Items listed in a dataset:
::::

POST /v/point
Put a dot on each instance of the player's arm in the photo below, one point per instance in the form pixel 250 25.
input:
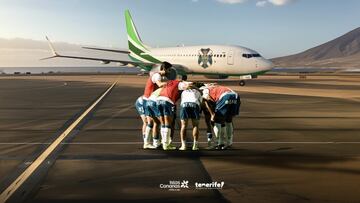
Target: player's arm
pixel 160 84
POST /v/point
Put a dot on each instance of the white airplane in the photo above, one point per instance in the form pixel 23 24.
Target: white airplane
pixel 212 61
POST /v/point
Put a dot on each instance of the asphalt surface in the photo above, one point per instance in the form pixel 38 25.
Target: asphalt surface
pixel 288 148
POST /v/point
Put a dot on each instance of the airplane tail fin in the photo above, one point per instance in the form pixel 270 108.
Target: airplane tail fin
pixel 134 40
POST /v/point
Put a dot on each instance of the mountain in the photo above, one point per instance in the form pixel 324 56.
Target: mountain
pixel 343 51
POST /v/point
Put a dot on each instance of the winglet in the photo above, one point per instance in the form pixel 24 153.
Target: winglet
pixel 54 53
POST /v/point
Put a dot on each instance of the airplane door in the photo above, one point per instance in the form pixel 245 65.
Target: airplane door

::::

### WHAT THE TASK ASKS:
Your task is to restate every record word for word. Omit all pictures.

### RESPONSE TO THIS EXERCISE:
POST /v/point
Put a dot on each instance of the player's arm in the photo below, one point per instance in the form pixel 250 25.
input:
Target: player's arm
pixel 160 84
POST /v/point
Put a dot on each instance of the white airplane in the photo above, one point per instance in the form pixel 23 24.
Target: white airplane
pixel 212 61
POST /v/point
Put a dot on each instance of the asphalt surface in the photo above, one point per instance in the form pixel 38 25.
Target: asphalt surface
pixel 288 148
POST /v/point
Put a dot on each instance of the airplane tail fin in the photo above, one point per instance in the form pixel 270 108.
Target: airplane tail fin
pixel 134 40
POST /v/point
Put a dot on each instance of the mountain in the photo above, one point per instance in the form pixel 324 56.
Target: mountain
pixel 343 51
POST /v/point
Put a dot on each instance of the winglet in the photo above, one point per instance in the form pixel 24 153.
Target: winglet
pixel 54 53
POST /v/point
Put a dot on each instance of the airplane door in the photo above, one point per instance in the form pixel 245 65.
Target: airplane door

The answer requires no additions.